- [INSTRUCTIONS TO FOLLOW]: Write all of the lines below out again, exactly as they stand.

Source records
○ ○ ○ ○ ○ ○ ○
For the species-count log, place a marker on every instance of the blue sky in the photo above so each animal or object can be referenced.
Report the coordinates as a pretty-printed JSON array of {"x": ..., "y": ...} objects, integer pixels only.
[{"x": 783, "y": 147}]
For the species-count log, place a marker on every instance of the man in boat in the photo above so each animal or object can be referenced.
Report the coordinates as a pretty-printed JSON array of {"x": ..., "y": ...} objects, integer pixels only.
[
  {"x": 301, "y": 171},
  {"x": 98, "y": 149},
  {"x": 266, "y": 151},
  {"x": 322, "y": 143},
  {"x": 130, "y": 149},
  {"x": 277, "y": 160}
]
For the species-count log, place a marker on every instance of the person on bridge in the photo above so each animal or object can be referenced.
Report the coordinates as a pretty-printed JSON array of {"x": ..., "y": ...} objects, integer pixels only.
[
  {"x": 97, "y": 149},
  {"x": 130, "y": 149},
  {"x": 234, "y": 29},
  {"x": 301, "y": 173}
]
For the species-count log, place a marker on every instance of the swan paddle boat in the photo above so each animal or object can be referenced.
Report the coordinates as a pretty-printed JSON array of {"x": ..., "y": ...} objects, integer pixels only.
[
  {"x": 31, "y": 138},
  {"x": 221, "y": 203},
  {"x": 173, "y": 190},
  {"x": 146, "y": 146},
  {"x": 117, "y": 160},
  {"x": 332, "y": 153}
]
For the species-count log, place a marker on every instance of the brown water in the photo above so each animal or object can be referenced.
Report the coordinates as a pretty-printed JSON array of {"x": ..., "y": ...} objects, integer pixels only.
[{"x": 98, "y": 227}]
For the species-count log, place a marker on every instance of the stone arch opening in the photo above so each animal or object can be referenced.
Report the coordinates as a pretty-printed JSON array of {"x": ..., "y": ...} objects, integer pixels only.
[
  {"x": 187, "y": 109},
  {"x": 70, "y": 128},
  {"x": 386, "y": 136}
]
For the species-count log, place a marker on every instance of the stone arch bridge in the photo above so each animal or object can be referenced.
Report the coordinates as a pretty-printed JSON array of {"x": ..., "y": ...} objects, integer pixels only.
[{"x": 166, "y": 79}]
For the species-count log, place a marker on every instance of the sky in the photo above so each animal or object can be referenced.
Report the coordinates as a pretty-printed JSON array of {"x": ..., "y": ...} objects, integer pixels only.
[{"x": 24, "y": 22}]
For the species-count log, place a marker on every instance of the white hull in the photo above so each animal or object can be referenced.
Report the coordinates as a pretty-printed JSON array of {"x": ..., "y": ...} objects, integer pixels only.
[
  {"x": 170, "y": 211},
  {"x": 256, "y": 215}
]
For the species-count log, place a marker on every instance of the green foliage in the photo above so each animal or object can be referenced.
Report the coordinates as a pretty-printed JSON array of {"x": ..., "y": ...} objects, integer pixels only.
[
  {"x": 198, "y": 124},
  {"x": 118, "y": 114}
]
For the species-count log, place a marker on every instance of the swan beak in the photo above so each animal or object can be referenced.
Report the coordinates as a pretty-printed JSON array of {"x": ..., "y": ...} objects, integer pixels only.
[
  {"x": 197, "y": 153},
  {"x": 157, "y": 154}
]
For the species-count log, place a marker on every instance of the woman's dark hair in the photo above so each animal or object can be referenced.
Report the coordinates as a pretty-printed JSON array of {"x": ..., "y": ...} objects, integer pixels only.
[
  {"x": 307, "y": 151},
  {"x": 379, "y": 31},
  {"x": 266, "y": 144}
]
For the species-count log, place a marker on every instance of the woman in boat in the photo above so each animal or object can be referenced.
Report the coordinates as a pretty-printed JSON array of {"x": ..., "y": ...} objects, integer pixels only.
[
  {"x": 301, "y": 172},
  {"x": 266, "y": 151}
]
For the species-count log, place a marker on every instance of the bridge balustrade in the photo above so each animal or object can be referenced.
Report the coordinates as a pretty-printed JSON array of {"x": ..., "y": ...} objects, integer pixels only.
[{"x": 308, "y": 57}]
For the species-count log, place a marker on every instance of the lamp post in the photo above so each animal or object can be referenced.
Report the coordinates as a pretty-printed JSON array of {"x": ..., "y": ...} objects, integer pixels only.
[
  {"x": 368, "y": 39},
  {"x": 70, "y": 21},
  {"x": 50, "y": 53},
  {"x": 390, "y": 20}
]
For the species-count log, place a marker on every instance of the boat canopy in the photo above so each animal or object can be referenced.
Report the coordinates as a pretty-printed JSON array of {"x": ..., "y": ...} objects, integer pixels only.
○ ○ ○ ○ ○ ○ ○
- [EXERCISE RESPONSE]:
For the species-count log, place a marker on every instance of the blue sky in the photo above so each animal or object can be referenced.
Report the coordinates as a pretty-printed JSON array of {"x": ..., "y": ...} objects, integer pixels only.
[{"x": 783, "y": 147}]
For the species-count log, place a marker on every instance of the man in boat in the photo above so each animal or object can be referenced.
Report the coordinates as a pretty-printed JSON array of {"x": ..., "y": ...} objects, integer pixels only.
[
  {"x": 301, "y": 171},
  {"x": 98, "y": 149},
  {"x": 266, "y": 151},
  {"x": 322, "y": 143},
  {"x": 130, "y": 149},
  {"x": 277, "y": 160}
]
For the species-count log, place a marker on every instance of the person on bridge in the photo above so each animal or object can be referenced.
Report the coordinates as a pretty-printed JSON array of {"x": ..., "y": ...} objects, integer pixels only.
[
  {"x": 97, "y": 149},
  {"x": 130, "y": 149},
  {"x": 234, "y": 29},
  {"x": 301, "y": 173}
]
For the species-count log, place a marker on every instance of the swan paddle boat in the photo above so each animal or object can be referenced.
Report the coordinates as a pretty-printed JSON array of {"x": ..., "y": ...} objects, integer pixels only.
[
  {"x": 31, "y": 138},
  {"x": 221, "y": 203},
  {"x": 173, "y": 190},
  {"x": 146, "y": 146},
  {"x": 117, "y": 160},
  {"x": 332, "y": 153}
]
For the species-count log, place a marker on every instance of the brown water in the photo above so each animal or object can be referenced.
Report the coordinates as a pretty-printed JSON array of {"x": ..., "y": ...} objects, integer pixels only.
[{"x": 98, "y": 227}]
For the species-count log, place a marker on every instance of the stone arch opening in the photo above so each animal or object can be referenced.
Report the coordinates as a pretty-printed JSON array of {"x": ..., "y": ...} objects, integer pixels only.
[
  {"x": 187, "y": 109},
  {"x": 70, "y": 128},
  {"x": 386, "y": 136}
]
For the species-count log, place a marker on every instance of the stone arch bridge in the photo above so each animal or object can be referenced.
Report the coordinates as a pretty-printed JSON array of {"x": ..., "y": ...} objects, integer pixels only.
[{"x": 166, "y": 79}]
For the species-count log, place a marker on every instance of the sky in the photo above so each animal or object can be referenced.
Report the coordinates as a pretty-printed JSON array of {"x": ..., "y": ...} objects, integer pixels only.
[{"x": 24, "y": 22}]
For the species-count log, place a marker on every instance of the white hull in the photo above so each animal or object can be referenced.
Report the coordinates as a pretty-printed JSON array of {"x": ..., "y": ...} objects, integer pixels only.
[
  {"x": 170, "y": 211},
  {"x": 256, "y": 215}
]
For the species-count log, place a marker on every instance of the green foliage in the photo above so each animal or object can be referenced.
Report the coordinates as a pretty-printed JSON array of {"x": ..., "y": ...} objects, integer pixels only.
[
  {"x": 198, "y": 124},
  {"x": 118, "y": 114}
]
For the species-count log, place a marker on every instance of the swan beak in the photo above so each animal or object can be referenced.
Report the coordinates as a pretty-printed JSON array of {"x": ..., "y": ...} objects, integer pixels only.
[
  {"x": 197, "y": 153},
  {"x": 157, "y": 154}
]
For the species-count log, place a marker on every instance of the woman's dark hair in the photo above so each animal or object can be referenced.
Report the coordinates as a pretty-printed JSON array of {"x": ..., "y": ...} objects, integer pixels only.
[
  {"x": 307, "y": 151},
  {"x": 379, "y": 31},
  {"x": 266, "y": 144}
]
For the species-count log, place a marker on every instance of the woman in boat in the photo above so each animal or object can be referenced.
Report the coordinates as a pretty-printed JSON array of {"x": ..., "y": ...} objects, integer pixels only.
[
  {"x": 301, "y": 172},
  {"x": 266, "y": 151}
]
For the species-count log, place a marker on every instance of the bridge balustrade in the photo above so each animal or object can be referenced.
Report the coordinates as a pretty-printed JSON array of {"x": ..., "y": ...} objects, integer pixels only.
[{"x": 308, "y": 57}]
For the species-count log, place a marker on every instance of the lamp post in the photo above so each animal or object can be referenced.
Report the coordinates as a pretty-printed JSON array of {"x": ..., "y": ...} objects, integer pixels only.
[
  {"x": 368, "y": 39},
  {"x": 70, "y": 21},
  {"x": 50, "y": 53},
  {"x": 390, "y": 20}
]
For the species-count log, place a marker on every instance of the boat canopy in the photo above so each animal or object can be referenced.
Report the coordinates as a pretty-printed JSON array of {"x": ..., "y": ...} objects, integer pixels only.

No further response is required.